▸ **Exercise**
Reproduce the entire listing below line for line, leaving out the pictures.

▼▼▼

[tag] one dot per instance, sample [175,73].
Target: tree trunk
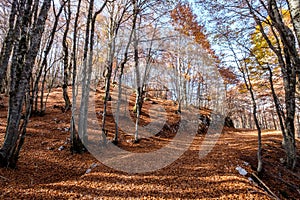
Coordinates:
[10,39]
[76,143]
[21,73]
[66,59]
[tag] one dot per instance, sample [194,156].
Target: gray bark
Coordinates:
[21,71]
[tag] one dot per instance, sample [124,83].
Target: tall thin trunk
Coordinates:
[248,83]
[122,66]
[21,71]
[8,44]
[76,143]
[66,59]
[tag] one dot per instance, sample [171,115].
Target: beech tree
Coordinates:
[26,47]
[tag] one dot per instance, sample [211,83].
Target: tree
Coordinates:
[289,61]
[23,60]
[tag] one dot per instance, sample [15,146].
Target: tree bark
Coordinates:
[21,71]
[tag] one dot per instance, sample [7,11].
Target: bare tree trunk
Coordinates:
[248,83]
[66,59]
[76,143]
[294,7]
[122,66]
[12,34]
[21,73]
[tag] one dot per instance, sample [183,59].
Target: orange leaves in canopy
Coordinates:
[185,21]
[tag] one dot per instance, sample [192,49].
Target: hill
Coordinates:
[47,169]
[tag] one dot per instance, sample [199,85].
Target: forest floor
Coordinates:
[47,169]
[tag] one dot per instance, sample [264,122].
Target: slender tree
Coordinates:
[22,62]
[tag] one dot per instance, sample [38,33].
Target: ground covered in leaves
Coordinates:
[47,170]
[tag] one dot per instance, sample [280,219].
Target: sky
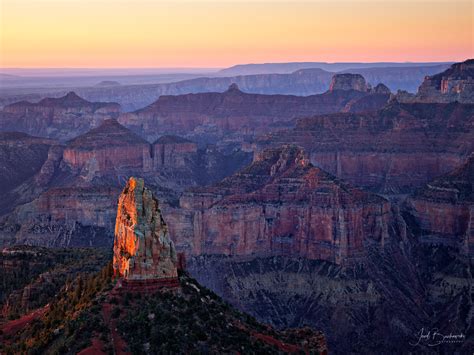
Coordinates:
[211,34]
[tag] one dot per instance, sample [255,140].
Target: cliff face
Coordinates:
[143,249]
[173,151]
[60,118]
[348,81]
[391,151]
[444,209]
[280,205]
[71,216]
[454,84]
[21,157]
[107,148]
[216,115]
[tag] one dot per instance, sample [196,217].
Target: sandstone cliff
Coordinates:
[347,82]
[210,116]
[60,118]
[454,84]
[143,249]
[444,209]
[280,205]
[391,151]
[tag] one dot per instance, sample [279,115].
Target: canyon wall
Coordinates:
[280,205]
[390,151]
[59,118]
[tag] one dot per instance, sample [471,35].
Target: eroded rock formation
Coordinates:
[348,82]
[281,205]
[444,209]
[391,151]
[60,118]
[454,84]
[143,249]
[232,114]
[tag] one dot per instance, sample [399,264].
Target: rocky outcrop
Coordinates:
[60,118]
[444,209]
[391,151]
[348,82]
[21,157]
[454,84]
[143,249]
[109,147]
[72,216]
[207,117]
[280,205]
[174,152]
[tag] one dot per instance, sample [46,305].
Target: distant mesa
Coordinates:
[143,249]
[59,118]
[233,88]
[281,205]
[348,82]
[454,84]
[108,83]
[381,89]
[172,139]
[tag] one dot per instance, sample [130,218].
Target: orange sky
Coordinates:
[154,33]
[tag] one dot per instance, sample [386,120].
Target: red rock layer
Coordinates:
[106,148]
[393,150]
[230,112]
[61,118]
[280,205]
[454,84]
[143,249]
[444,208]
[173,151]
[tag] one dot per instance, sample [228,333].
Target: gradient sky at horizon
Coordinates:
[196,33]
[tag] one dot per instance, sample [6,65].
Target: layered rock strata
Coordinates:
[143,249]
[60,118]
[444,209]
[391,151]
[280,205]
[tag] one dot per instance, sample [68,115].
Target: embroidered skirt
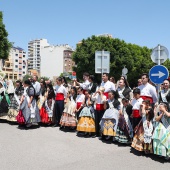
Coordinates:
[138,139]
[86,124]
[108,128]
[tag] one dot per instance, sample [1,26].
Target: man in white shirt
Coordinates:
[147,91]
[61,96]
[36,86]
[108,86]
[86,82]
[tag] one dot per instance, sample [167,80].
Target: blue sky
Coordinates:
[144,22]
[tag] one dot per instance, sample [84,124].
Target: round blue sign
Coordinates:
[158,74]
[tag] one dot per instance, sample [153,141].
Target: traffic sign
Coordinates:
[159,54]
[102,62]
[73,75]
[158,74]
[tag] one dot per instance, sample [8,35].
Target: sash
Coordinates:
[17,99]
[49,110]
[128,122]
[163,96]
[31,108]
[165,123]
[121,93]
[147,130]
[99,106]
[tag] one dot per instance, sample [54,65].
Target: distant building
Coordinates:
[56,60]
[99,35]
[15,67]
[105,35]
[34,54]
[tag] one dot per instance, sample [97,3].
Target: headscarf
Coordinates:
[10,88]
[2,89]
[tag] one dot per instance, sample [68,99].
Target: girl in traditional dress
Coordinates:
[86,118]
[142,140]
[161,135]
[29,106]
[99,99]
[124,133]
[92,86]
[4,102]
[164,94]
[109,120]
[124,91]
[136,102]
[68,118]
[15,102]
[46,111]
[79,101]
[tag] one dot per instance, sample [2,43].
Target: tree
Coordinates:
[5,45]
[136,59]
[26,77]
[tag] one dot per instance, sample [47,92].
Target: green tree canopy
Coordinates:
[5,45]
[136,59]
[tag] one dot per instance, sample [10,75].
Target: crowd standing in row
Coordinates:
[110,110]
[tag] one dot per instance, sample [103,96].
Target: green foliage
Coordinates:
[5,45]
[26,77]
[45,78]
[136,59]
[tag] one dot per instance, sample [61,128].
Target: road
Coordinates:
[48,148]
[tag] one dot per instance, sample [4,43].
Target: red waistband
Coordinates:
[79,104]
[147,98]
[59,96]
[136,113]
[106,94]
[84,91]
[99,106]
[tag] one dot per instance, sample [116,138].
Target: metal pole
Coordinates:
[102,64]
[159,63]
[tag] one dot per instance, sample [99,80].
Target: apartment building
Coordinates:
[15,67]
[56,60]
[34,54]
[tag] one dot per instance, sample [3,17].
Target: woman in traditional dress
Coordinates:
[68,118]
[15,102]
[124,133]
[99,99]
[142,140]
[48,101]
[4,102]
[161,135]
[86,121]
[79,101]
[124,91]
[109,120]
[92,86]
[29,106]
[164,94]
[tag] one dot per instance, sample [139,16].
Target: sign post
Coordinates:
[102,62]
[159,73]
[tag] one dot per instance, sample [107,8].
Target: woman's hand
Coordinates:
[29,105]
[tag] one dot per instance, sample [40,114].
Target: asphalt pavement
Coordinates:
[48,148]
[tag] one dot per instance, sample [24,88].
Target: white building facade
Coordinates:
[56,60]
[34,54]
[15,67]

▲▲▲

▸ **Full solution**
[tag] one dot per instance, sample [175,73].
Target: tree trunk
Coordinates:
[10,39]
[76,143]
[21,73]
[66,59]
[tag] one dot per instance, sample [194,156].
Target: gray bark
Coordinates:
[21,71]
[tag] one dot per instance, sample [124,83].
Target: tall thin trunk
Coordinates:
[248,83]
[122,66]
[21,71]
[8,44]
[76,143]
[66,59]
[tag] one dot per instance, sample [171,115].
Target: beech tree
Coordinates:
[26,47]
[tag] one dot per instance, sample [211,83].
Target: tree
Coordinates:
[289,61]
[23,60]
[tag] one dot per instance, sample [15,146].
Target: tree bark
Coordinates:
[21,71]
[tag] one dot per instance, sample [7,11].
Target: bare tree trunk
Coordinates:
[248,83]
[66,59]
[76,143]
[294,7]
[122,66]
[12,34]
[21,73]
[tag] one dot per instance, sample [183,59].
Target: orange leaves in canopy
Coordinates:
[185,21]
[tag] one dot per instance, sample [192,49].
Target: hill
Coordinates:
[47,169]
[tag] one dot per instance, sample [199,85].
Target: forest floor
Coordinates:
[47,169]
[tag] one dot per instance, sample [264,122].
Target: slender tree
Coordinates:
[22,62]
[tag] one dot per instance, sample [38,33].
Target: ground covered in leaves
Coordinates:
[47,170]
[tag] one dot per instance, sample [280,219].
Target: sky
Coordinates:
[211,34]
[tag] one dot per instance, sample [255,140].
Target: cliff face
Coordinates:
[143,249]
[173,151]
[60,118]
[348,81]
[391,151]
[444,209]
[280,205]
[71,216]
[454,84]
[21,157]
[107,148]
[216,115]
[tag] one dot per instance, sample [196,217].
Target: sandstone cliff
Coordinates:
[347,82]
[210,116]
[60,118]
[454,84]
[143,249]
[444,209]
[280,205]
[391,151]
[tag] one dot per instance, sample [279,115].
Target: canyon wall
Coordinates:
[280,205]
[390,151]
[59,118]
[tag] one dot per instance, sample [471,35].
Target: eroded rock formation
Coordinates:
[348,82]
[281,205]
[444,209]
[391,151]
[60,118]
[454,84]
[143,249]
[232,114]
[tag] one dot per instance, sample [399,264].
Target: rocky outcrop
Coordinates:
[60,118]
[444,209]
[391,151]
[348,82]
[21,157]
[454,84]
[143,249]
[109,147]
[72,216]
[207,117]
[280,205]
[174,152]
[tag] one dot per instance, sample [46,305].
Target: distant mesa
Coordinates:
[143,249]
[59,118]
[233,88]
[281,205]
[348,82]
[454,84]
[108,83]
[381,89]
[172,139]
[tag] one dot per instance, sample [130,218].
Target: orange sky
Coordinates:
[154,33]
[tag] one dot per instance, sample [386,120].
Target: red rock layer
Coordinates:
[106,148]
[393,150]
[230,112]
[61,118]
[280,205]
[454,84]
[143,249]
[444,208]
[173,151]
[tag] one dot per instance, sample [228,333].
Target: gradient sky at horizon
Coordinates:
[196,33]
[tag] one dot per instance, sample [6,65].
Target: layered rock strata
Coordinates:
[143,249]
[60,118]
[444,209]
[391,151]
[280,205]
[tag] one dot per instance, sample [68,115].
Target: embroidered skirt
Coordinates:
[138,139]
[86,124]
[108,128]
[tag] one dot per instance, sample [1,26].
Target: man in white shirt
Coordinates:
[147,91]
[61,96]
[36,86]
[108,86]
[86,82]
[tag] one dot per instance, sample [167,80].
Target: blue sky
Coordinates:
[144,22]
[tag] one dot per instance, sample [84,124].
Target: round blue sign
Coordinates:
[158,74]
[tag] one dot per instance, sample [153,141].
Target: traffic sign
Coordinates:
[159,54]
[102,62]
[73,75]
[158,74]
[tag] one dot per instance, sample [8,35].
Target: sash
Coordinates:
[17,99]
[49,110]
[128,122]
[163,96]
[31,108]
[165,123]
[121,93]
[147,130]
[99,106]
[tag] one dot per instance, sample [54,65].
Target: distant building
Coordinates:
[56,60]
[99,35]
[15,67]
[105,35]
[34,54]
[tag] one dot per instance, sample [97,3].
Target: headscarf
Coordinates:
[10,88]
[2,89]
[tag] one dot per instance, sample [68,99].
Target: girl in traditional dress
Coordinates:
[86,118]
[142,140]
[161,135]
[29,106]
[99,99]
[124,133]
[92,86]
[4,102]
[164,94]
[109,120]
[124,91]
[136,102]
[68,118]
[15,102]
[46,111]
[79,101]
[tag] one dot per instance, sample [2,43].
Target: tree
Coordinates:
[5,45]
[136,59]
[26,77]
[tag] one dot per instance, sample [47,92].
Target: green tree canopy
Coordinates:
[5,45]
[136,59]
[tag] one dot per instance, sample [10,75].
Target: crowd standing in row
Coordinates:
[110,110]
[tag] one dot per instance, sample [103,96].
Target: green foliage
Coordinates:
[5,45]
[26,77]
[45,78]
[136,59]
[tag] one dot per instance, sample [61,128].
Target: road
Coordinates:
[48,148]
[tag] one dot per instance, sample [4,43].
Target: red waistband
Coordinates:
[79,104]
[147,98]
[59,96]
[136,113]
[106,94]
[84,91]
[99,106]
[tag] one dot per instance, sample [116,138].
Target: metal pole
Coordinates:
[102,64]
[159,63]
[tag] one dot per instance, sample [99,80].
Target: apartment building
Coordinates:
[15,67]
[56,60]
[34,54]
[tag] one dot per instance, sample [3,17].
Target: woman in traditional dress
Coordinates:
[68,118]
[15,102]
[124,133]
[99,99]
[142,140]
[48,101]
[4,102]
[161,135]
[86,121]
[79,101]
[124,91]
[109,120]
[92,86]
[29,106]
[164,94]
[tag] one dot per instance, sample [139,16].
Target: sign post
Coordinates:
[102,62]
[159,73]
[tag] one dot per instance, sample [107,8].
Target: woman's hand
Coordinates:
[29,105]
[tag] one dot per instance, sample [40,114].
Target: asphalt pavement
Coordinates:
[48,148]
[tag] one dot per instance, sample [24,88].
Target: white building facade
Coordinates:
[56,60]
[34,54]
[15,67]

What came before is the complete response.